From the entries that follow, copy every line with the word "reflective".

Stored data:
════════════════════

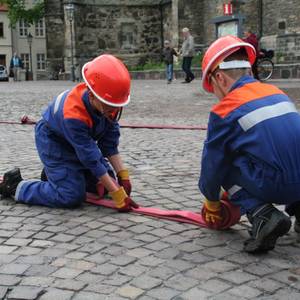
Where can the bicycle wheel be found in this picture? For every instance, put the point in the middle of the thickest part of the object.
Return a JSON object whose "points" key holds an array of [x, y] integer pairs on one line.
{"points": [[265, 69]]}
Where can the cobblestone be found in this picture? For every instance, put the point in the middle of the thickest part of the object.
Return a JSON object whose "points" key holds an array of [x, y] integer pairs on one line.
{"points": [[94, 253]]}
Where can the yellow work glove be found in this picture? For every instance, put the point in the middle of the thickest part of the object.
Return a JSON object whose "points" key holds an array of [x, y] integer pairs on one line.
{"points": [[212, 212], [122, 201], [123, 180]]}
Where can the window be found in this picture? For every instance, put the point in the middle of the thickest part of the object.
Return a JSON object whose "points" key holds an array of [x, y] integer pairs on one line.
{"points": [[1, 30], [40, 60], [25, 60], [128, 36], [23, 28], [40, 28]]}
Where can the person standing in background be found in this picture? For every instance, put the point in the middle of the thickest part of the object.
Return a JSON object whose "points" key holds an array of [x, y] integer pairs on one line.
{"points": [[187, 52], [251, 38], [168, 56]]}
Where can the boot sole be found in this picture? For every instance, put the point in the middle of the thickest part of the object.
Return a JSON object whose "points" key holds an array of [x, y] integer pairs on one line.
{"points": [[3, 186], [269, 239]]}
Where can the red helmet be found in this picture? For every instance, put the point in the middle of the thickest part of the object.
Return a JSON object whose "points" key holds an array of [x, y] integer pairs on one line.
{"points": [[218, 51], [108, 79]]}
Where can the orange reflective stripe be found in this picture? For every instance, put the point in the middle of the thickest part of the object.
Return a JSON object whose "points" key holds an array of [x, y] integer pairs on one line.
{"points": [[74, 107], [240, 96]]}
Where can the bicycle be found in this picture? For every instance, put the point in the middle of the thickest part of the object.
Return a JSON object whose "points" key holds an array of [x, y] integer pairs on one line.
{"points": [[265, 65]]}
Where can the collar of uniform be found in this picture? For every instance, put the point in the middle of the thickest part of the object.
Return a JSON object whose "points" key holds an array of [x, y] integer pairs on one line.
{"points": [[88, 105], [242, 81]]}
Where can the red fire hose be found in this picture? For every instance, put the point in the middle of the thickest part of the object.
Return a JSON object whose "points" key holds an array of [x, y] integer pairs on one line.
{"points": [[25, 120], [231, 213]]}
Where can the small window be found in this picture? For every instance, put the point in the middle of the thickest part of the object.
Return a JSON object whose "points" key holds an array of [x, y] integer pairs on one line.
{"points": [[23, 28], [281, 25], [128, 36], [1, 30], [25, 60], [41, 61], [40, 28]]}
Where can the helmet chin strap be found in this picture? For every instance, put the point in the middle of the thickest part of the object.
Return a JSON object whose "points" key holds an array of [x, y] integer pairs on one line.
{"points": [[112, 116], [220, 89]]}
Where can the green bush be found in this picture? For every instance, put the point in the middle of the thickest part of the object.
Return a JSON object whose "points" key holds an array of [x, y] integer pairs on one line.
{"points": [[154, 65]]}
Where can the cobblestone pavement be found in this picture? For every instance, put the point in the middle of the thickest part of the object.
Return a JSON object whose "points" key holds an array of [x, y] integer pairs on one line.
{"points": [[96, 253]]}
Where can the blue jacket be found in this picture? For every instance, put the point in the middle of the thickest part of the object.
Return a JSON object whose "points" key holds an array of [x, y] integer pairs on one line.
{"points": [[75, 123], [255, 128]]}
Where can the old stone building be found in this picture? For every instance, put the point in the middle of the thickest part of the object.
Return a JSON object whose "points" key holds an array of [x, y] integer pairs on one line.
{"points": [[135, 29]]}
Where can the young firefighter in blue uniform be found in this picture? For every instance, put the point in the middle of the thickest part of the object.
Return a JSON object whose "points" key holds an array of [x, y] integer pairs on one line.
{"points": [[252, 148], [76, 134]]}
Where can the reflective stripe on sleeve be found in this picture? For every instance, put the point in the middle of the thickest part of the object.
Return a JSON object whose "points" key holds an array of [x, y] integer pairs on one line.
{"points": [[58, 100], [264, 113]]}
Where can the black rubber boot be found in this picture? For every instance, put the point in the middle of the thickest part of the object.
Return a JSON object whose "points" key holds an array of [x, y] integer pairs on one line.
{"points": [[297, 221], [11, 179], [268, 224], [43, 175]]}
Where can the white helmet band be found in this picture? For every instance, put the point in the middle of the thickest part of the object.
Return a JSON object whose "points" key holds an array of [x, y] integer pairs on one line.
{"points": [[234, 64]]}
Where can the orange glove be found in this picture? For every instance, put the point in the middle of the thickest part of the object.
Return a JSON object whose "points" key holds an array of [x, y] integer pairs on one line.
{"points": [[101, 190], [212, 213], [122, 202], [123, 180]]}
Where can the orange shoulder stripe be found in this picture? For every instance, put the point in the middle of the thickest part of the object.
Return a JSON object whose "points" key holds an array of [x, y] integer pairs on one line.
{"points": [[247, 93], [74, 107]]}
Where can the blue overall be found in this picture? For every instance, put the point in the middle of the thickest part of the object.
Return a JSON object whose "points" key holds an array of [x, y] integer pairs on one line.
{"points": [[252, 148], [73, 141]]}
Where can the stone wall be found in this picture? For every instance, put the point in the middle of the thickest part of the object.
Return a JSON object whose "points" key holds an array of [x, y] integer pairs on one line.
{"points": [[190, 14], [134, 29], [55, 35], [133, 33]]}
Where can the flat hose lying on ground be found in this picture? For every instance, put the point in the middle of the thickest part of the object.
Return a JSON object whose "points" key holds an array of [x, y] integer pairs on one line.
{"points": [[231, 213], [25, 120]]}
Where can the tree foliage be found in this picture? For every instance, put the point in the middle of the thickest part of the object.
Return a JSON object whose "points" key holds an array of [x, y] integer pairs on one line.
{"points": [[17, 10]]}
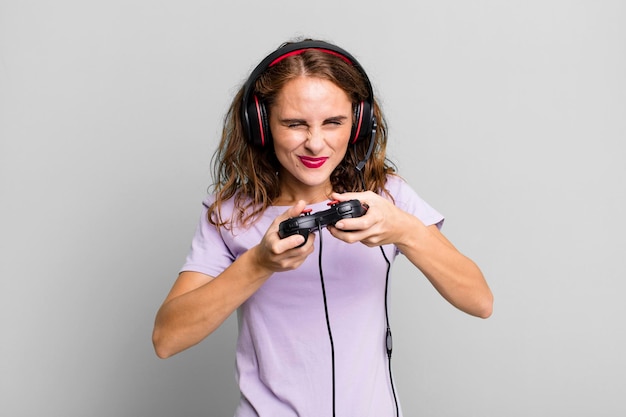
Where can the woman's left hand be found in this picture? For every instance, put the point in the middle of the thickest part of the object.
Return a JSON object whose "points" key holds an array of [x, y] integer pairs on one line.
{"points": [[381, 225]]}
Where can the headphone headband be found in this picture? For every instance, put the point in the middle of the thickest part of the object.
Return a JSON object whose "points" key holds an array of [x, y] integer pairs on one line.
{"points": [[254, 114]]}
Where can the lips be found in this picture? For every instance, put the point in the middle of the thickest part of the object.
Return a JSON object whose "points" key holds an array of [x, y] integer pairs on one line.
{"points": [[310, 162]]}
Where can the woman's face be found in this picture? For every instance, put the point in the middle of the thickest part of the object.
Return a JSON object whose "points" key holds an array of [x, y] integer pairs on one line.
{"points": [[311, 122]]}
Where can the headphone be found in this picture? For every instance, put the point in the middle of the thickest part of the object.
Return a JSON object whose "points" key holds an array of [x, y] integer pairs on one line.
{"points": [[254, 113]]}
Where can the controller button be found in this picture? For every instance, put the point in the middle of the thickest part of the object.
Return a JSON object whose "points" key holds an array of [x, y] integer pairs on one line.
{"points": [[344, 209]]}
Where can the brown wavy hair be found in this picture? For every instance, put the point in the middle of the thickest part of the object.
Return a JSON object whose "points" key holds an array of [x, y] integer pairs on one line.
{"points": [[248, 173]]}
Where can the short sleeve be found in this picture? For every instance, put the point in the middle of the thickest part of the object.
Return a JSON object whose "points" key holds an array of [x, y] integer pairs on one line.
{"points": [[209, 253]]}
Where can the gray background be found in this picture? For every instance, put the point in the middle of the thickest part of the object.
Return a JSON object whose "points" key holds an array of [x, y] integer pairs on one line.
{"points": [[507, 116]]}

════════════════════

* **Written answer**
Where can the orange reflective stripe be found in this picture? For every instance, put the point in the middle of the thickest part of the object.
Where can the reflective stripe on sleeve be found in this picture? For every instance, put the point in the middle of the thickest part of the object.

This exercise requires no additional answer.